# GOAL OF THE EXERCISE
Please recast the records below as a numbered list, skipping any blank lines. Leave the pictures out of your answer.

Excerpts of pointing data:
──────────────────────────────
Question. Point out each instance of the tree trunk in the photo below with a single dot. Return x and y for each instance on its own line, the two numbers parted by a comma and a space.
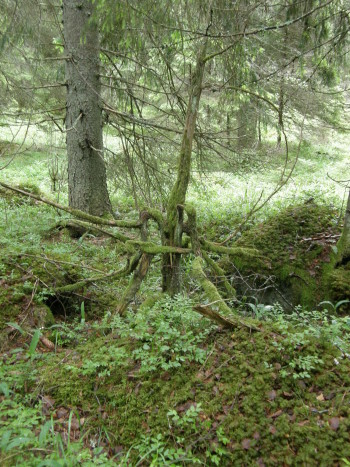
247, 126
87, 186
173, 230
344, 241
280, 113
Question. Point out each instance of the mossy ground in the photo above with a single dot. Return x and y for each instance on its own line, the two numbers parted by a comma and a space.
264, 418
250, 406
297, 248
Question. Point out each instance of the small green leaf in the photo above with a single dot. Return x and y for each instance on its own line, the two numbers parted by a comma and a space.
17, 327
34, 342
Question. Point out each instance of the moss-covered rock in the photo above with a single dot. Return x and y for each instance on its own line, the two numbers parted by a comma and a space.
296, 246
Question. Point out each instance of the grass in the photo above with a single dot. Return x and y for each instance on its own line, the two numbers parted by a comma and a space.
164, 386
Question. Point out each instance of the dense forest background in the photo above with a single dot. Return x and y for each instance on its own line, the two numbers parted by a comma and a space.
175, 232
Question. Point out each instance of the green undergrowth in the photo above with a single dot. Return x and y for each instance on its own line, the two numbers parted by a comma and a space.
166, 387
298, 247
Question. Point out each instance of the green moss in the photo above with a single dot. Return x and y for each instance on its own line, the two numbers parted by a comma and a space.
285, 241
239, 388
339, 282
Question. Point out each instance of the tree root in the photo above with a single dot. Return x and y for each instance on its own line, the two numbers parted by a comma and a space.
227, 323
231, 292
85, 226
135, 282
127, 269
209, 288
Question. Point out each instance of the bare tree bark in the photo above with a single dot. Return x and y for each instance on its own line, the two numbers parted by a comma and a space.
86, 167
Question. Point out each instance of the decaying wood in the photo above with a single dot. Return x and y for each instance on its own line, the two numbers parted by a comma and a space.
232, 323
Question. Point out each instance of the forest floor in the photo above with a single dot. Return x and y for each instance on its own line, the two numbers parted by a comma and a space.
──────────────────────────────
# FINAL ANSWER
1. Question. Point out each instance of the tree trunk in the photo below with a single dot. Return x and y for each instance on its own line, the two numbers parted by a comma and a space.
2. 247, 126
3. 87, 186
4. 173, 230
5. 344, 241
6. 280, 113
7. Question. Point out each instance of the mossy ground in the photo above with a single dot. Return x and y for each instance on its own line, the two numbers parted by a comma and a space.
8. 264, 418
9. 250, 406
10. 297, 248
11. Question. Point out each instance of the small green leaf in the photo above with a single dot. Return x and y for each instance on its own line, the two numbers parted by a comma and a space.
12. 17, 327
13. 34, 342
14. Question. Point out each instance of the moss-covered rock in the photo above with a single dot. Return x and y for each instance on its own line, the two numbers parted by a comma and a space.
15. 296, 246
16. Question. Point out each instance of the grass in the photo above with a single dot. Return x and y for each instance on its own line, the two numbers parted by a comma and a space.
17. 164, 386
18. Question. Point out each instance of the dense forest background in the photo above with a single dot. Return x and y for each instance on its own line, the two numbers parted by a comma and a space.
19. 175, 232
20. Question. Point out each instance of the green undergrowth in the photo above with a single dot. Return x and y for each instance on its own line, the two numbers parted by a comma and a space.
21. 166, 387
22. 298, 247
23. Question. Point out each instance of the green moss in the photo above with a single dot. Return x and y for each instance on its own line, the two numbers parted by a comma and a space.
24. 285, 241
25. 239, 388
26. 339, 282
27. Question. Point out each instance of the tree root in the photo above with a single dot. Return x and y for each instance on its own line, the two numbers parted by a comma and a space.
28. 227, 323
29. 231, 292
30. 85, 226
31. 135, 282
32. 127, 269
33. 209, 288
34. Question. Point out each instance of the bare tree bark in the photo above with a single dot. Return x and y for each instance on its own line, the two numbers parted by a comma and a space.
35. 86, 167
36. Question. Point out each instance of the decaying wood in the photo above with a single dot. Return x and y for each instance on its own line, the two numbers parted by a comma and a space.
37. 232, 323
38. Question. Point out each instance of the forest floor in the photo above with a single dot. Return x and y for each instance on its own line, the two numbers parted by a comma and a space.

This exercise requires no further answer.